■ **Mise en pratique**:
(1) Résumez en deux phrases le texte sur l’annulation des jugements.
(2) Recopiez à l’identique le passage du texte sur l’annulation des jugements qui commence par « Chaque année, environ » et s’achève sur « moyenne, est annulée. ».

═══ Extrait du document ═══

Le Fígaro

L’annulation d’un jugement, une décision exceptionnelle

Chaque année, environ 150 condamnés saisissent la Cour de révision pour obtenir l’invalidation de leur jugement. En 20 ans, seules quatre grandes affaires criminelles ont été rejugées.

La Cour de révision, le dernier espoir du condamné. Chaque année, entre 130 et 150 condamnés s’adressent à cette formation spéciale de la Chambre criminelle de la Cour de cassation pour voir leur jugement révisé. Au final, seule une condamnation sur cent, en moyenne, est annulée.
Avant d’en arriver là, le parcours est déjà long pour le détenu. Pour déposer une demande, il faut répondre à plusieurs critères : avoir été condamné de façon définitive (en appel puis en cassation) et, depuis 1989, apporter une preuve nouvelle de son innocence – où, à défaut, stipule la Cour dans ses textes, «un nouvel élément de nature à faire un doute sur votre culpabilité».

═══ Données à analyser ═══

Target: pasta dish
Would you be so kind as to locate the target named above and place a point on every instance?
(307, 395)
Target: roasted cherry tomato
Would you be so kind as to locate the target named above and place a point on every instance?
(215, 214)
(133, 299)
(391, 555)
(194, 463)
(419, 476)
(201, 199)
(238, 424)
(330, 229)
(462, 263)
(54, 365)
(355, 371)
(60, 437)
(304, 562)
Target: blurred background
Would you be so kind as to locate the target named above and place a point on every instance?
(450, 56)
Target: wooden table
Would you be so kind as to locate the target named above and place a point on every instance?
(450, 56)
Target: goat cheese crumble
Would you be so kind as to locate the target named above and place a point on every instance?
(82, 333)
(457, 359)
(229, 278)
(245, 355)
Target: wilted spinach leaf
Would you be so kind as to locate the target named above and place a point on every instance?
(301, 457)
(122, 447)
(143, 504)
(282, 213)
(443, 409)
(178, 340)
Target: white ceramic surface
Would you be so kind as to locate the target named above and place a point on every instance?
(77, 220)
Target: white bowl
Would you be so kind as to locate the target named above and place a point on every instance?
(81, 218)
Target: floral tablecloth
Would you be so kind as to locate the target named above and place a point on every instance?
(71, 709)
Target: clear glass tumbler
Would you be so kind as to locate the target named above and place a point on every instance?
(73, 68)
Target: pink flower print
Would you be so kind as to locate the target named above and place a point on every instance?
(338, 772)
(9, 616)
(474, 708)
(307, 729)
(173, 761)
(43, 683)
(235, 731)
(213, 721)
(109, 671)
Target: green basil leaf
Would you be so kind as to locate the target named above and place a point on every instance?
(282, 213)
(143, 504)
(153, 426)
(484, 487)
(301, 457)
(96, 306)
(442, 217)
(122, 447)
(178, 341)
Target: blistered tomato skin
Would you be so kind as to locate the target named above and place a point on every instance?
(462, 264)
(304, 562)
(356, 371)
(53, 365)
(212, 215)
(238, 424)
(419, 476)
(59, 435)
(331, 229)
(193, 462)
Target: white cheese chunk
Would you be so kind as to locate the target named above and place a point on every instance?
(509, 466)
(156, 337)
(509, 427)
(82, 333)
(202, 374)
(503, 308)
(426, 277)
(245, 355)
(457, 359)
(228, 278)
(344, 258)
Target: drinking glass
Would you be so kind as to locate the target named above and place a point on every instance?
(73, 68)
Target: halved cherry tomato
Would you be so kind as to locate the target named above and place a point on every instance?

═══

■ **Corrigé**:
(1) Chaque année, entre 130 et 150 condamnés s’adressent à la Cour de révision, une formation spéciale de la Chambre criminelle de la Cour de cassation, pour obtenir la révision de leur jugement, mais une condamnation sur cent seulement est annulée en moyenne. Pour déposer une demande, il faut avoir été condamné de façon définitive et, depuis 1989, apporter une preuve nouvelle de son innocence ou, à défaut, un élément nouveau susceptible de faire douter de sa culpabilité.

(2)
Chaque année, environ 150 condamnés saisissent la Cour de révision pour obtenir l’invalidation de leur jugement. En 20 ans, seules quatre grandes affaires criminelles ont été rejugées.

La Cour de révision, le dernier espoir du condamné. Chaque année, entre 130 et 150 condamnés s’adressent à cette formation spéciale de la Chambre criminelle de la Cour de cassation pour voir leur jugement révisé. Au final, seule une condamnation sur cent, en moyenne, est annulée.